▶ **Exercise prompt**:
If a line appears in the data below, it must appear in your answer exactly as given.

Items from a dataset:
——
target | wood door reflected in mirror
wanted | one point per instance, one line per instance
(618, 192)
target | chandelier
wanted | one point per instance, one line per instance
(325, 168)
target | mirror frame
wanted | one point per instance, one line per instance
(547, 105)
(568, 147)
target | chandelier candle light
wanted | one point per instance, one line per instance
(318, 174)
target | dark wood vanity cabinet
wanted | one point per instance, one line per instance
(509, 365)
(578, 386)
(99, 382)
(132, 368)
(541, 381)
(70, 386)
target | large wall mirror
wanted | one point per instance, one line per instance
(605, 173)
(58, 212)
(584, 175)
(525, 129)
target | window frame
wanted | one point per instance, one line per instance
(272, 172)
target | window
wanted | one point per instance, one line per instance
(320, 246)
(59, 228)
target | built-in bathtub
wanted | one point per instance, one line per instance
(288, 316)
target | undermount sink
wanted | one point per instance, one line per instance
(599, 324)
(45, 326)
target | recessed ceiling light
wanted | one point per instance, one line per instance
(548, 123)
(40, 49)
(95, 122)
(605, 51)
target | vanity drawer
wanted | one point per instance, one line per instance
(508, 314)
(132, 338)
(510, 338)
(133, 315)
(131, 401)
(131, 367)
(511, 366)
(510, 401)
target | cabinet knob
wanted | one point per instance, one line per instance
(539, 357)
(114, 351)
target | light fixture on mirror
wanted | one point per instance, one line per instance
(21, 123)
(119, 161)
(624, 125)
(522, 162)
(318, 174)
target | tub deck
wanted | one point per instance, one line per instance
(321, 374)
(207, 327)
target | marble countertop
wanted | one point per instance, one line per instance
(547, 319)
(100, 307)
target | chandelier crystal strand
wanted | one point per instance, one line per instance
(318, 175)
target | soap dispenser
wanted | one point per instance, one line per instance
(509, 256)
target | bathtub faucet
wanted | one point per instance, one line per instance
——
▶ **Completed exercise**:
target | wood door reflected in mirror
wanted | one point per instance, one line per instance
(618, 192)
target | chandelier
wanted | one point per instance, one line per instance
(325, 168)
target | mirror frame
wanted | one point per instance, one line per instance
(547, 105)
(568, 147)
target | chandelier candle light
wanted | one point per instance, one line per instance
(318, 174)
target | dark wood vanity cabinet
wanted | one point per instance, one line per instance
(509, 365)
(578, 386)
(99, 382)
(132, 368)
(541, 381)
(70, 386)
target | large wall mirror
wanted | one point per instance, one line per instance
(605, 173)
(58, 212)
(584, 175)
(525, 129)
target | window frame
wanted | one point per instance, one line per instance
(272, 172)
target | window
wanted | one point per instance, one line per instance
(320, 246)
(59, 228)
target | built-in bathtub
wanted | one point per instance, one line per instance
(288, 316)
target | undermount sink
wanted | one point per instance, one line per instance
(599, 324)
(45, 326)
target | recessed ceiling light
wanted | one point per instance, one line per instance
(548, 123)
(40, 49)
(95, 122)
(605, 51)
target | vanity drawer
wanted | one point per instance, one line per instance
(508, 314)
(132, 338)
(510, 338)
(133, 315)
(131, 401)
(131, 367)
(511, 366)
(510, 401)
target | cabinet knob
wanted | one point per instance, one line per instance
(539, 357)
(114, 351)
target | light fixture on mirror
wanted | one point per instance, one line per instance
(21, 123)
(119, 161)
(624, 125)
(522, 162)
(318, 174)
target | tub deck
wanted | one point per instance, one line per instance
(321, 374)
(207, 327)
target | marble countertop
wanted | one point per instance, one line per instance
(547, 319)
(100, 307)
target | chandelier crystal strand
wanted | one point per instance, one line per instance
(318, 175)
target | soap dispenser
wanted | one point per instance, one line per instance
(509, 256)
target | bathtub faucet
wanted | one point per instance, one line per instance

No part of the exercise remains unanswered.